• PROBLEM DESCRIPTION: When you answer, give every record back exactly as written.

• INFORMATION PROVIDED:
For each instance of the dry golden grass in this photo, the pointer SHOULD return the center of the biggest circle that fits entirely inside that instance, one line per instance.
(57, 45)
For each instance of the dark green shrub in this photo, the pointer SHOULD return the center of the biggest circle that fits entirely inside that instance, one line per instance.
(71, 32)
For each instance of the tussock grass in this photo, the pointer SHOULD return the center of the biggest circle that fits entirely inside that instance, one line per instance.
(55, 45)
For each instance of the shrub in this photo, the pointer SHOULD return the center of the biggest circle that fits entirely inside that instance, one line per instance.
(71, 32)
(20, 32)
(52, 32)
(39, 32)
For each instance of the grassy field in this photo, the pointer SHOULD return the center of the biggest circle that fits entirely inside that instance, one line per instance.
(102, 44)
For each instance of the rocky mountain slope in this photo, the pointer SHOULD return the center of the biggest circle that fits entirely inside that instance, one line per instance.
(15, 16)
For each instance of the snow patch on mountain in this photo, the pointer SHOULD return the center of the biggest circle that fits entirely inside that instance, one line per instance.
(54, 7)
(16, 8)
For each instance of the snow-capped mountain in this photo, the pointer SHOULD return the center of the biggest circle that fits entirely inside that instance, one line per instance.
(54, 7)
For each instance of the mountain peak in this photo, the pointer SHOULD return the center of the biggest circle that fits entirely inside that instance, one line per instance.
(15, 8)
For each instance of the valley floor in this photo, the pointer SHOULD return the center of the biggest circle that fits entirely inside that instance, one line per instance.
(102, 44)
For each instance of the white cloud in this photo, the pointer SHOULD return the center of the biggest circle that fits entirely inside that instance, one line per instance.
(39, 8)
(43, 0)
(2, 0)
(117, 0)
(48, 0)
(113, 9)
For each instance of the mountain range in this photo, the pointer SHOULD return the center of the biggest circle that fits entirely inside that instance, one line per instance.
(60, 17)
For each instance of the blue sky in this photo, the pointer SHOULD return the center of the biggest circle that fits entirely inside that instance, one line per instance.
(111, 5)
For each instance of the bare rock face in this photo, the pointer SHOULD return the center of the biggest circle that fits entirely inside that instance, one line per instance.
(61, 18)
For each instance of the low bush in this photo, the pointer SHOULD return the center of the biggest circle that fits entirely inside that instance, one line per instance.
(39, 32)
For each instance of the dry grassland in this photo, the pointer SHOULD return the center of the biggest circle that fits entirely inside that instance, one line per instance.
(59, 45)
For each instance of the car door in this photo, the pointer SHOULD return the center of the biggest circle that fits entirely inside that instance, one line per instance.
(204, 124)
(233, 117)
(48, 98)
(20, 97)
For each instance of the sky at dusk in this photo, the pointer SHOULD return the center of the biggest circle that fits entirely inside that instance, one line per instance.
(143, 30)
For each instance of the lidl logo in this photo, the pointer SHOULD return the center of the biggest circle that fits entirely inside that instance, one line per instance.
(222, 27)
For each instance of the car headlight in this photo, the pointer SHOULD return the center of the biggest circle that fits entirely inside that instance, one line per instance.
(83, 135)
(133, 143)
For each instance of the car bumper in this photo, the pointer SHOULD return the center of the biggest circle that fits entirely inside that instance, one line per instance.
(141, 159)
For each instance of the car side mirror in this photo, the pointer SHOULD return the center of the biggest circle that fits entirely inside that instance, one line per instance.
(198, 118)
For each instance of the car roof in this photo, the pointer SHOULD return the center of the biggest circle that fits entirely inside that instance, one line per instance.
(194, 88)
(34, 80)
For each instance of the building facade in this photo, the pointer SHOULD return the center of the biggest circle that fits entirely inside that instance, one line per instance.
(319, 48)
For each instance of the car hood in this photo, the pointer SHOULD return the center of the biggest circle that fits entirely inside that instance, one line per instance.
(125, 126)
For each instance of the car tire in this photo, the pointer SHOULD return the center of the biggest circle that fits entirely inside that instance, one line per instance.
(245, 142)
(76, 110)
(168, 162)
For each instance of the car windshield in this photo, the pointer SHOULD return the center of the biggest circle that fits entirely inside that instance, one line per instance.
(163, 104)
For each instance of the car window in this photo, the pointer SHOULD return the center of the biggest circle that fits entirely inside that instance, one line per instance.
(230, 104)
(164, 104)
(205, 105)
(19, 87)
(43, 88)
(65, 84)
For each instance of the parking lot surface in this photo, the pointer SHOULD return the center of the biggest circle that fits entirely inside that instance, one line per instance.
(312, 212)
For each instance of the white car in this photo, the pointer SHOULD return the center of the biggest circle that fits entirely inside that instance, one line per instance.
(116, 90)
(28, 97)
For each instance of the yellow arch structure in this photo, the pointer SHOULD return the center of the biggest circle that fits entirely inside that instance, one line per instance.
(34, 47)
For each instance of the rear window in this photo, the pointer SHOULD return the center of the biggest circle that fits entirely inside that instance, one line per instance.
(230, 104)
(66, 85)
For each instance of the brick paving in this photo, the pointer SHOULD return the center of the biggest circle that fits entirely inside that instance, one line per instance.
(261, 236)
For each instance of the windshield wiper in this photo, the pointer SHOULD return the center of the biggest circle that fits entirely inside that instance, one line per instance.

• WRITTEN ANSWER:
For each instance of the dry golden grass in this photo, the pointer SHOULD return the center of the biggest circle that fits entirely inside that instance, one line per instance.
(57, 45)
For each instance of the dark green shrub in this photo, the pointer SHOULD return the center of the biggest circle that fits entirely inside that instance, one line per instance.
(71, 32)
For each instance of the tussock grass in this photo, the pointer SHOULD return the center of the biggest circle that fits entirely inside that instance, one line per instance.
(55, 45)
For each instance of the shrub in this photo, the pointer SHOULD return the center of the biggest circle that fits entirely inside that instance, one line per instance.
(71, 32)
(20, 32)
(52, 32)
(39, 32)
For each instance of the grassy field in this photo, the pointer SHOULD return the center of the biggest circle that fits entirely inside that instance, one line per instance.
(102, 44)
For each instance of the rocky mountain slope in this photo, the pointer SHOULD return the center of the biggest circle that fits entirely inside that instance, one line per instance.
(15, 16)
For each instance of the snow patch on mountain in this photo, the pointer SHOULD return the center of the biggest circle that fits entirely inside that instance, one line per instance.
(54, 7)
(16, 8)
For each instance of the snow-capped mountain in this photo, the pointer SHOULD return the center of the biggest circle that fits entirely inside that instance, one line per instance.
(54, 7)
For each instance of the mountain peak in this photo, the pointer SHOULD return the center of the biggest circle that fits entirely inside that instance, one line per instance.
(15, 8)
For each instance of the valley floor in this photo, the pointer SHOULD return the center of the biggest circle that fits entirely inside that instance, one line per instance.
(102, 44)
For each instance of the white cloud in this photo, the pointer SHOULD return the center of the biggest circle that fits entirely inside that instance, one line per instance.
(39, 8)
(43, 0)
(2, 0)
(117, 0)
(48, 0)
(113, 9)
For each instance of the mountain range in this photo, the pointer SHOULD return the center of the biggest circle that fits entirely inside that instance, one line per instance.
(60, 17)
For each instance of the blue sky in this photo, the pointer SHOULD return the center of the biggest circle that fits entirely inside that instance, one line per instance.
(111, 5)
For each instance of the bare rock face in this photo, the pointer SHOULD return the center of the biggest circle that fits entirely inside that instance, one line per instance.
(61, 18)
For each instance of the low bush in this photo, the pointer SHOULD return the center of the biggest circle that fits entirely inside that instance, one line per instance.
(39, 32)
For each instance of the dry grassland in this photo, the pointer SHOULD return the center of the biggest circle that fits entirely inside that instance, one line per instance.
(59, 45)
For each instance of the car door in this photo, the pointer SHOULD return the center of the biggest circle that fits entirely inside that instance, one line per instance.
(204, 124)
(233, 117)
(48, 98)
(20, 97)
For each instance of the sky at dusk in this photo, the pointer SHOULD return the center of the biggest circle that fits entirely inside that instance, one line per instance.
(143, 30)
For each instance of the lidl logo in this photo, the pointer SHOULD return the center of the biggest circle that fits entirely inside that instance, one line per instance.
(222, 27)
For each instance of the car headlight in this photo, the pointer SHOULD return the center of the biggest circle that fits entirely inside that instance, one line per instance.
(83, 135)
(133, 143)
For each instance of the car bumper in this photo, the pointer SHOULD return the center of the biggest circle that fits entirely inside that instance, one line per instance.
(141, 159)
For each instance of the car side mirror in this photo, the pointer SHOULD return the center of the biggest circle that fits entirely inside that instance, one line per instance.
(198, 118)
For each instance of the car roof in this photo, the pointer SHOULD return the center of the biggest circle that fits entirely inside that instance, one line per instance.
(194, 88)
(34, 80)
For each instance of the building facade in this photo, the pointer SHOULD return the center of the biggest circle that fits entirely inside that instance, one line per instance.
(319, 48)
For each instance of the car hood in this photo, the pointer SHOULD return the center of the biggest circle that fits entirely inside that instance, one line per instance.
(125, 126)
For each instance of the car tire in this photo, the pointer SHOULD return the center of the biggest circle that fits entirely inside that instance, one line per instance.
(245, 142)
(76, 110)
(168, 162)
For each instance of the car windshield in this photo, the pointer SHOULD return the center of the biggest circle that fits entirely inside that instance, one line per instance.
(163, 104)
For each instance of the car window in this photo, the pointer SHOULD return the center of the biggest circle that fits entirely inside that instance, one line per instance.
(230, 104)
(164, 104)
(205, 105)
(19, 87)
(43, 88)
(65, 84)
For each instance of the parking lot surface in this photo, the pointer SHOULD return the center of the biggest circle that fits entirely inside that instance, one line per instance.
(312, 212)
For each instance of the white car in this photo, the pointer SHOULD return the center of the biggest circle that fits entirely inside that instance, one line per instance.
(116, 90)
(28, 97)
For each instance of the yellow arch structure in this photo, the pointer SHOULD return the center of the biggest circle that fits entirely inside that instance, one line per instance.
(34, 47)
For each instance of the rear window in this photo, the pointer SHOULD return the center of the biggest circle that fits entirely inside that instance, one line per instance.
(230, 104)
(66, 85)
For each instance of the brick paving in this photo, the pointer SHOULD return the center of the biggest circle that fits entirely inside that instance, one line per instance.
(261, 236)
For each instance of the windshield wiper in this photo, the pointer SHOULD return the center of the biggest circle that fits entirely inside that instance, one line per instance.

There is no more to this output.